───── Dokumenttext

Flucht vor der Zwangsumsiedlung
Nach dem Bau der Mauer gelingt es vor allem in den ersten zwei Jahren kleinen verschworenen Gemeinschaften, Fluchttunnel von Ost nach West zu graben, oder – wie es auch häufig vorkommt - von West nach Ost, um Freunde und Verwandte aus der DDR herauszuholen. Familie Becker lebt im Norden von Ost-Berlin direkt an der Grenze zu Westberlin. Wegen der Nähe zur Sektorengrenze sollen sie zwangsumgesiedelt werden. Wann es passieren soll, ist allerdings noch ungewiss. Erwin Becker:
"Ich war drüben Fahrer gewesen und habe den Präsidenten Nagel von der deutschen Akademie der Künste in Ost-Berlin gefahren. Ich habe einen großen Wagen gefahren, einen Wolga. Und diese Wagen gibt es drüben sehr wenig, und es ist bekannt, dass solche Wagen nur für Minister und Funktionäre zur Verfügung gestellt werden, und dadurch hatten wir ein gewisses Vertrauen bei den Posten."
Fast von Betonplatten aufgehalten
Die Familie beschließt aber, nicht zu warten, bis die Nachricht von der Umsiedlung kommt. Im Januar 1962 melden sich die Brüder von Erwin Becker, Günter und Bruno, in ihren Betrieben krank.
Erwin Becker: "Wir haben uns dazu entschlossen, einen Tunnel zu graben und haben die Mauer durchstemmt, haben ca. zehn Tage an dem Tunnel gearbeitet. Das Erdreich haben wir im Keller gelassen, mit Brettern und Bohlen abgestützt. Dann zum Schluss des Tunnels ist uns noch ein Postschacht in die Quere gekommen, und da waren wir ganz verzweifelt. Wir wussten gar nicht, was wir machen sollten: entweder oben drüber oder unten drunter. Das waren Betonplatten, ich glaube, das waren Postleitungen von Berlin nach Rostock, Fernleitungen, die wir unmöglich zerstören konnten. Und wir haben uns entschlossen, oben drüber zu graben, und dadurch hatten wir nur eine Grasnarbe von höchstens zehn Zentimester."
Vom Küchenfenster aus beobachtet ihre Schwester Gerda die Grenzposten. Wenn eine Patrouille sich dem Haus nähert, warnt sie die Brüder. Sie unterbrechen ihre Arbeit im Tunnel, denn es darf kein Geräusch nach außen dringen. Ansonsten geht die Arbeit an dem etwa 30 Meter langen, 60 Zentimeter breiten, etwas mehr als ein Meter hohen Tunnel voran.
Die Arbeiten blieben nicht unbemerkt
Nach etwa zehn Tagen – am 24. Januar 1962 – ist es soweit. Doch die Arbeiten im Tunnel sind nicht unbemerkt geblieben: Als die Brüder nach oben kommen, um die Familie zu holen, stehen über 20 Menschen in der Küche, die wenigsten sind ihnen bekannt. Alle wollen sie in den Westen fliehen. Insgesamt 28 Menschen – daher der Name Tunnel 28 – kriechen auf allen Vieren durch den Tunnel.

──────────
───── Gegebene Angaben

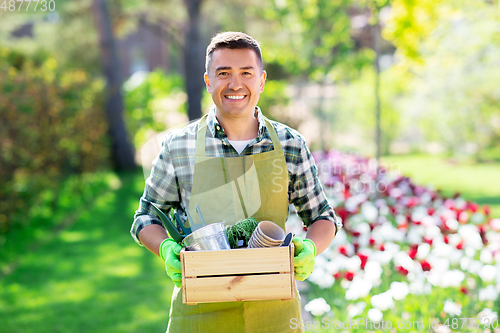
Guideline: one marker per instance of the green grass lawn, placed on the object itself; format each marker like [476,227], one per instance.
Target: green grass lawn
[90,276]
[476,182]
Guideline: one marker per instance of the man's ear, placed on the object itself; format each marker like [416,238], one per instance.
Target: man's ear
[207,82]
[263,77]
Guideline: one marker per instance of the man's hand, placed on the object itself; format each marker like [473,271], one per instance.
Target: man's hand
[303,261]
[170,252]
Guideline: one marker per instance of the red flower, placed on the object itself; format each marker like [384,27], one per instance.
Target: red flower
[473,207]
[427,240]
[412,253]
[401,270]
[425,265]
[364,260]
[445,239]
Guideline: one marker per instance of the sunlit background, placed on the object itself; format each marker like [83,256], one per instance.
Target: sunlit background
[414,85]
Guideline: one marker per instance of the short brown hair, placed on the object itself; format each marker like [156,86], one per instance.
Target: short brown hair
[232,40]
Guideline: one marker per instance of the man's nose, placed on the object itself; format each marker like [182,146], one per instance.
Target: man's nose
[235,82]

──────────

▸ Arbeitsaufträge:
1 - Beantworten Sie zum Text über den Tunnel 28 diese Fragen:
(a) Wo lebt Familie Becker?
(b) Welchen Wagen fuhr Erwin Becker?
(c) Wie viele Menschen kriechen insgesamt durch den Tunnel?
2 - Entnehmen Sie dem Text über den Tunnel 28 den Abschnitt, der mit den Worten „Die Arbeiten blieben“ anfängt und mit „durch den Tunnel.“ endet.
3 - Setzen Sie den Text über den Tunnel 28 nach seinem letzten Satz fort.
Die Einträge werden zur Bearbeitung nicht gebraucht.

▸ Lösungen:
1 -
(a) Im Norden von Ost-Berlin, direkt an der Grenze zu Westberlin.
(b) Einen Wolga.
(c) 28 Menschen.

2 -
Die Arbeiten blieben nicht unbemerkt
Nach etwa zehn Tagen – am 24. Januar 1962 – ist es soweit. Doch die Arbeiten im Tunnel sind nicht unbemerkt geblieben: Als die Brüder nach oben kommen, um die Familie zu holen, stehen über 20 Menschen in der Küche, die wenigsten sind ihnen bekannt. Alle wollen sie in den Westen fliehen. Insgesamt 28 Menschen – daher der Name Tunnel 28 – kriechen auf allen Vieren durch den Tunnel.

3 -
Erwin Becker: "Und dann sind wir hinter dem letzten Zaun ausgestiegen, und das war aber noch im Osten, denn die Grenze war ja erst drei Schritt weiter. Wir sind nachts ausgestiegen, gegen 1.30 Uhr. Und wir haben es sehr günstig abgepasst, die Posten sind nach oben gegangen, und wir waren circa 300 bis 400 Meter weg gewesen. Und der ganze Ausstieg ging sehr glatt, bis auf eine alte Frau, die im Tunnel ohnmächtig zusammenbrach. Wir haben die Frau rausgezogen aus dem Tunnel und haben sie über den Berg getragen."
Von Robert Siodmak verfilmt
Im Sommer 1962 während der Berliner Filmfestspiele, der "Berlinale", wird schon die Werbetrommel für den Spielfilm "Tunnel 28" gerührt. Die Dreharbeiten für die deutsch-amerikanische Produktion laufen bereits auf Hochtouren. Regisseur ist der aus Hollywood zurückgekehrte Emigrant Robert Siodmak. In den Hauptrollen sind unter anderem Ingrid van Bergen und Christine Kaufmann zu sehen. "Escape From East Berlin" lautet der amerikanische Titel des Films, die Premiere findet am 22. Oktober 1962 in der Berliner Kongresshalle statt.
Technischer Berater bei den Dreharbeiten für "Tunnel 28" ist Erwin Becker: "Ja, ich kann sagen, das ist soweit alles authentisch. Das elektrische Licht hatten wir auch und in der Küche einen Schalter, wenn Gefahr kam, wenn die Posten kamen, haben wir das Licht ausgeschaltet, das war sozusagen als Lichtsignal und Beleuchtung."
Reporter: "Man kann also sagen, die Flucht, mehr können Sie ja selbst nicht entscheiden, die stimmt?"
Erwin Becker: "Ja, die stimmt, voll und ganz."